◆ SHORT PROBLEM: Rewrite the listing below, replacing each occurrence of "SAMPLE" with "EXAMPLE" and leaving every other character unchanged. Omit the picture placeholders from your output.

◆ MATERIAL FOR THE TASK:
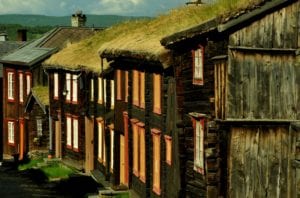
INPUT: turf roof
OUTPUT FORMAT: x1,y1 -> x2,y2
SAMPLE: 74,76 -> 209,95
44,0 -> 268,72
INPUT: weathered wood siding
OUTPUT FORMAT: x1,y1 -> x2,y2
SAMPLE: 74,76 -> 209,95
226,1 -> 300,120
226,51 -> 300,120
228,125 -> 296,198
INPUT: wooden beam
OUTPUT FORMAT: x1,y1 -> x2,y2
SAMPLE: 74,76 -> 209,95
228,46 -> 297,54
218,0 -> 295,32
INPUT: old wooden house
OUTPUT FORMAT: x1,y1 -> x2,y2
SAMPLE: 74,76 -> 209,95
162,0 -> 300,197
44,31 -> 115,173
0,15 -> 95,159
0,37 -> 24,161
24,86 -> 50,157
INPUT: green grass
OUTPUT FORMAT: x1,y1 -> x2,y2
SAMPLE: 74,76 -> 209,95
18,158 -> 43,171
41,164 -> 74,179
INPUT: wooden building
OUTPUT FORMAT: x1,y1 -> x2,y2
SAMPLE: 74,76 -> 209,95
25,86 -> 50,157
0,27 -> 95,159
0,39 -> 24,161
162,0 -> 300,197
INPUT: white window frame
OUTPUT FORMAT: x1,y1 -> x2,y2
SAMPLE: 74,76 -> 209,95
91,79 -> 94,101
7,71 -> 15,100
194,119 -> 204,174
193,46 -> 204,85
73,118 -> 79,150
110,129 -> 115,172
54,73 -> 58,98
19,72 -> 24,103
110,80 -> 115,109
66,116 -> 72,147
7,121 -> 15,144
36,118 -> 43,137
66,73 -> 71,101
98,77 -> 103,104
26,74 -> 31,96
72,75 -> 78,103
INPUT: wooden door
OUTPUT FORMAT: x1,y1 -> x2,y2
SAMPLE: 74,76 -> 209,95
85,117 -> 94,173
120,135 -> 126,184
55,121 -> 61,158
19,119 -> 25,160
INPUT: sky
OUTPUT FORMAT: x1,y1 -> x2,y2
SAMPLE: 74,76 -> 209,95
0,0 -> 209,16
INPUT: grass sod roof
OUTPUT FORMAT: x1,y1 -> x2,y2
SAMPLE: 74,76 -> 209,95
43,0 -> 266,72
43,19 -> 149,73
99,0 -> 265,67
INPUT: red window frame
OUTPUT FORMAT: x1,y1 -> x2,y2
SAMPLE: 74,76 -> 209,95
192,45 -> 204,85
5,69 -> 16,102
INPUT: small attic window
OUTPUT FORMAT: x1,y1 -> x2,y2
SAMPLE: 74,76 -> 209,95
192,46 -> 204,85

◆ FULL SOLUTION:
INPUT: turf roof
OUTPUT FORMAT: x1,y1 -> x2,y2
EXAMPLE: 74,76 -> 209,95
44,0 -> 268,72
INPUT: weathered wood siding
OUTPUT FORMAT: x1,y1 -> x2,y2
EXAMPLE: 74,76 -> 209,95
226,1 -> 300,120
226,51 -> 300,120
228,125 -> 296,198
INPUT: wooden beam
OUTPUT FORMAT: x1,y1 -> x2,y2
EXAMPLE: 74,76 -> 209,95
228,46 -> 297,54
218,0 -> 295,32
INPUT: old wooden house
OUTPUT FORMAT: x1,y1 -> x2,y2
EXAMPLE: 74,76 -> 209,95
162,0 -> 300,197
44,31 -> 115,173
0,15 -> 95,159
0,37 -> 24,161
24,86 -> 50,157
INPUT: green grass
OUTPUT FORMAT: x1,y1 -> x2,y2
EXAMPLE: 74,76 -> 209,95
18,158 -> 43,171
41,164 -> 74,179
INPUT: wooden building
OUTPUT FORMAT: x1,y1 -> x2,y2
EXAMPLE: 74,76 -> 209,95
25,86 -> 50,157
0,27 -> 95,159
0,39 -> 24,161
162,0 -> 300,197
INPUT: white window frame
OUTPUT FORMAT: x1,y1 -> x2,y2
EXAMPLE: 74,76 -> 209,95
91,79 -> 94,101
7,71 -> 15,100
194,119 -> 204,174
193,46 -> 204,85
73,118 -> 79,150
110,129 -> 115,172
54,73 -> 58,98
19,72 -> 24,103
110,80 -> 115,109
66,116 -> 72,147
7,121 -> 15,144
36,118 -> 43,137
66,73 -> 71,101
98,77 -> 103,104
26,74 -> 31,96
72,75 -> 78,103
INPUT: wooden door
OUTPUT FORMAT: x1,y1 -> x2,y2
EXAMPLE: 74,76 -> 209,95
85,117 -> 94,173
120,135 -> 126,184
55,121 -> 61,158
19,119 -> 25,160
INPUT: sky
OUTPUT FORMAT: x1,y1 -> x2,y2
EXAMPLE: 74,76 -> 209,95
0,0 -> 209,16
INPUT: grass sod roof
OUTPUT FORMAT: x1,y1 -> x2,y2
EXAMPLE: 74,76 -> 209,95
43,0 -> 266,72
43,19 -> 149,73
99,0 -> 265,67
INPUT: red window frame
OUTPUT FORMAT: x1,y1 -> x2,y2
EXAMPLE: 74,76 -> 209,95
192,45 -> 204,85
5,69 -> 16,102
INPUT: small attic window
OUTPUT FORMAT: x1,y1 -> x2,y2
EXAMPLE: 74,76 -> 209,95
192,46 -> 204,85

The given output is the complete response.